Cylinder with an attached flap test case. Pressure and velocity contours of the FSI3 benchmark. (a) FSI3: pressure contours; (b) FSI3: velocity field

Table 1 shows the averaged iteration numbers for the manifold mapping algorithm and also for the Anderson mixing method and ML-IQN-ILS. Reuse of information from previous time steps is considered in order to accelerate the convergence of the different coupling schemes. Sequential execution (S) of the fluid and structure solvers is compared with the parallel case (P).

Table 1 Two dimensional flow over a fixed cylinder with an attached flexible flap FSI3. The influence of the reuse of information from previous time steps is studied for different coupling algorithms for the fluid-structure interaction problem. Manifold mapping (MM) is compared with the Anderson mixing method, and ML-IQN-ILS. Two different cases are considered, the flow and the structure solver are executed sequentially (S) or in parallel (P). The iteration numbers are averaged over the complete simulation

In case the sequentially coupled manifold mapping technique (S-MM) is used and information from previous time steps is not included, approximately 5.7 fine model iterations are performed at every time step. The Anderson mixing method uses almost twice as many iterations per time step (11.6). With reuse of information from previous time steps, the least number of fine model iterations is 3.1 for the Anderson mixing method. However, this number increases in case information from more than 8 time steps is included. For the manifold mapping algorithm, the number of fine model iterations does not increase in case information from a large number of time steps is taken into account.

* [INFORMATION GIVEN]:
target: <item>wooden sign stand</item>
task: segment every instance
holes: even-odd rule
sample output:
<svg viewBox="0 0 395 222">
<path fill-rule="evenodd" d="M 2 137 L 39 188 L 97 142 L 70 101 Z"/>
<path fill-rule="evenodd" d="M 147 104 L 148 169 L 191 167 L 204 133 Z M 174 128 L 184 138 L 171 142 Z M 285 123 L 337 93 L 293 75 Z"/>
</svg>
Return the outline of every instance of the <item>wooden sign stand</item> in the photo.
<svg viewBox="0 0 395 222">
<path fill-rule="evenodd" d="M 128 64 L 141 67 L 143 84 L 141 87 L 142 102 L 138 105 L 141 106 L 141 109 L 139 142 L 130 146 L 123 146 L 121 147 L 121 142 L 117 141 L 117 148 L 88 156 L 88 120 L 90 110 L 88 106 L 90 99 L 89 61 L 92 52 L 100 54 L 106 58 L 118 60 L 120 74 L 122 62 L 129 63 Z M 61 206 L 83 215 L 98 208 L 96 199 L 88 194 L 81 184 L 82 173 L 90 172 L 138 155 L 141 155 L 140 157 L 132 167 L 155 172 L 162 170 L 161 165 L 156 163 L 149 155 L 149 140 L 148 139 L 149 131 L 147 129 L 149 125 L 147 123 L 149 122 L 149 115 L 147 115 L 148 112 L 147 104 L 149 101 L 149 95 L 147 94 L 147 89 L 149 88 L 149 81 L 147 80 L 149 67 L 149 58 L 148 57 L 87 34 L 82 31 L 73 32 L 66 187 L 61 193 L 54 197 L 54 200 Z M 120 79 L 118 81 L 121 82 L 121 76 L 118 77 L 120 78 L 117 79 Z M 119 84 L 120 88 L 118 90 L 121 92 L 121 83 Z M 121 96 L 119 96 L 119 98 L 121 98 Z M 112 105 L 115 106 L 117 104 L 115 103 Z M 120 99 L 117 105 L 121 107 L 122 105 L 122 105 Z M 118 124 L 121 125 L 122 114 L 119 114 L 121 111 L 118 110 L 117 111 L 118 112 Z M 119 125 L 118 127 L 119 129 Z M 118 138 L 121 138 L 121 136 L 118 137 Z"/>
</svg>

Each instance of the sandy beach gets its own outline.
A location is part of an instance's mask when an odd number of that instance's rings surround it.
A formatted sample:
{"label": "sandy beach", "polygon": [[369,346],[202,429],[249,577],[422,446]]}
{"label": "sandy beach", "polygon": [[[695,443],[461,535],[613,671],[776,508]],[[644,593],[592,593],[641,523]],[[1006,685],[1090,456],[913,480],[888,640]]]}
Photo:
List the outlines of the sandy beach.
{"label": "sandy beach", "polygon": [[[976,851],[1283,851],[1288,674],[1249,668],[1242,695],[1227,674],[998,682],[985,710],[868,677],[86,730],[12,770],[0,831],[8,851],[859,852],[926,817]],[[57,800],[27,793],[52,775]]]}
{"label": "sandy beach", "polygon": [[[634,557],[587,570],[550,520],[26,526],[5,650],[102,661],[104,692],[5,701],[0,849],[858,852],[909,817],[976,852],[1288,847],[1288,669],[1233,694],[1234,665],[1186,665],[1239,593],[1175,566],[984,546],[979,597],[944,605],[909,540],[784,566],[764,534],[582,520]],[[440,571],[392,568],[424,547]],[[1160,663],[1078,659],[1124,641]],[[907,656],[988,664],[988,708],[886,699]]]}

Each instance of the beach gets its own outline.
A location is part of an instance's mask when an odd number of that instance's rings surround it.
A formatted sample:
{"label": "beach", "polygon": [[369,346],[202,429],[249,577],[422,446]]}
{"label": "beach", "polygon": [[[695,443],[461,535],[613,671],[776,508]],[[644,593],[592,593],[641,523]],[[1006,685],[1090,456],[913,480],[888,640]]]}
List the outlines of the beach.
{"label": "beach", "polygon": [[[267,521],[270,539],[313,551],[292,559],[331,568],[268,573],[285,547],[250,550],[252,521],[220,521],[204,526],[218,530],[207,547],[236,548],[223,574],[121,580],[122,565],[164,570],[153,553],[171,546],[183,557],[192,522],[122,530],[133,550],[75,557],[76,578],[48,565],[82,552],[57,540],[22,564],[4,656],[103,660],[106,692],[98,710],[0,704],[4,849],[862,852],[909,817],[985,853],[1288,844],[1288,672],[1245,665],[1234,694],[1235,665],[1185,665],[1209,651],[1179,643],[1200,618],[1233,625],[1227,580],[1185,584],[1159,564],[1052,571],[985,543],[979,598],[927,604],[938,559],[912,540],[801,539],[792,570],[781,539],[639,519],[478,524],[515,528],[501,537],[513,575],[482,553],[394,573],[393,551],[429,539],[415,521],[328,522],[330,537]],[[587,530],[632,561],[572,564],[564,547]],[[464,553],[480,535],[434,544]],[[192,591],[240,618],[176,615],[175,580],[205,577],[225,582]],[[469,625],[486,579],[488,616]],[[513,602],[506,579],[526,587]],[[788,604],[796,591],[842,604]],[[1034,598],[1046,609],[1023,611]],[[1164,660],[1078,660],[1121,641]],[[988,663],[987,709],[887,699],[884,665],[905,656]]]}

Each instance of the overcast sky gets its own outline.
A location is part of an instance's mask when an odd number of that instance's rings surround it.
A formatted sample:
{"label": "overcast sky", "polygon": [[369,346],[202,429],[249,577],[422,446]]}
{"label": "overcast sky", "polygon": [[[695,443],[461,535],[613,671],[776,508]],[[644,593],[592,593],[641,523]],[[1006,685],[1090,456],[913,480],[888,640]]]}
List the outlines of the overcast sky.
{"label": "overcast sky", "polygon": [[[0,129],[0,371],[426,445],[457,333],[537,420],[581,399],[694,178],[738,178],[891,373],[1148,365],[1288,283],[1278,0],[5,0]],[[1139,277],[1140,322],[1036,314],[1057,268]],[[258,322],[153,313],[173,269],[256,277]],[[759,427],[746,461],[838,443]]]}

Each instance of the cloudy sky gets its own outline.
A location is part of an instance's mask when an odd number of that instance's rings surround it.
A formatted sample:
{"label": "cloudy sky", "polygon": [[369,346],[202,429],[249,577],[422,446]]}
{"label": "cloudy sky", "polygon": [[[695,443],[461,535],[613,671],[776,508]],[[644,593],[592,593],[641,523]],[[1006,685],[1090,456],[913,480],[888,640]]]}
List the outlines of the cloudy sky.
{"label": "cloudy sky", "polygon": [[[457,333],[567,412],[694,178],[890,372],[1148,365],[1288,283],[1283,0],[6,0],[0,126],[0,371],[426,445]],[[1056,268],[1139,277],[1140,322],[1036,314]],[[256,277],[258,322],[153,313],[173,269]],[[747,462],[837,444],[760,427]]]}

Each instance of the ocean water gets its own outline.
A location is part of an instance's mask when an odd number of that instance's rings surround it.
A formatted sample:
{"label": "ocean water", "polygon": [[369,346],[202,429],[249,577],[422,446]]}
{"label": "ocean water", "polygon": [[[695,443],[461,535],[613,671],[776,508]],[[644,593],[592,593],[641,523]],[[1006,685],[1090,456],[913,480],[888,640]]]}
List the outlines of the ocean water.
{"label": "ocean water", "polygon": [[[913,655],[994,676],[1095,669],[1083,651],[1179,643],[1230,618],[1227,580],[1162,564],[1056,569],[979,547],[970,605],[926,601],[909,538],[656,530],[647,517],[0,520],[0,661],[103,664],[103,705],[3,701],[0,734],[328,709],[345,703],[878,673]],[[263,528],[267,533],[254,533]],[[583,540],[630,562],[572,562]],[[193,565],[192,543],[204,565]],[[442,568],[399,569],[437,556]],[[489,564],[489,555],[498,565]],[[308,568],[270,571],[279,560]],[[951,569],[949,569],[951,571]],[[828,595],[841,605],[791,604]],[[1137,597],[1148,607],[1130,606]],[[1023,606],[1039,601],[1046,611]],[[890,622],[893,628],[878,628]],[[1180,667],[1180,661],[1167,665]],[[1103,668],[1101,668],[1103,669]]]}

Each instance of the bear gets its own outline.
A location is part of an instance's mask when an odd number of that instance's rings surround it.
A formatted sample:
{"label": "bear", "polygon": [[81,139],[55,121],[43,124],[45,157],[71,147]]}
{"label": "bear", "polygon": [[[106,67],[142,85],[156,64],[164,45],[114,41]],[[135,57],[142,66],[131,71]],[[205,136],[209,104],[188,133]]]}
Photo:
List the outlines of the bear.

* [SHORT TASK 1]:
Answer these from the FSI3 benchmark passage:
(a) What do the labels S and P stand for?
(b) About how many fine model iterations per time step does S-MM perform when information from previous time steps is not included?
(c) With reuse of earlier time steps, what is the lowest number of fine model iterations reached by the Anderson mixing method?
* [SHORT TASK 2]: Carry on the FSI3 benchmark passage, picking up right after its final sentence.

* [OUTPUT 1]:
(a) S means the fluid and structure solvers run sequentially; P means they run in parallel.
(b) About 5.7.
(c) 3.1.

* [OUTPUT 2]:
In case the fluid and the structure solver are executed in parallel, the number of fine model iterations increases to 11.2 for the manifold mapping technique. However, the Anderson mixing method uses 26.3 iterations per time step. In case information from previous time steps is reused by the different coupling algorithms, the number of fine model iterations decreases significantly. Again, it is important to not include information from a large number of time steps for the Anderson mixing method, since the number of iterations increases from 5.7 (8 or 16 time steps reused) to 8.1 (24 time steps reused). For the manifold mapping algorithm, an increase in fine model iterations is not observed in case the information from an increasing number of time steps is reused.

The ML-IQN-ILS algorithm uses significantly less coarse model iterations in comparison to the manifold mapping technique due to the fact that the method optimizes the coarse model only once per time step, whereas for the manifold mapping algorithm the coarse model is optimized at every manifold mapping iteration. Note that in case the fluid and the structure are coupled in parallel, the number of fine model iterations is increased significantly compared to the staggered execution of the fluid and the structure solver.

Table 2 shows the averaged iteration numbers for the different coupling algorithms in case the Jacobians of the different coupling algorithms are updated with the appropriate secant equation in order to take into account information from all previous time steps. If we compare these results to those of Table 1, Table 1 shows worse performance if no time steps are reused, but better performance if the optimal number of time steps are reused.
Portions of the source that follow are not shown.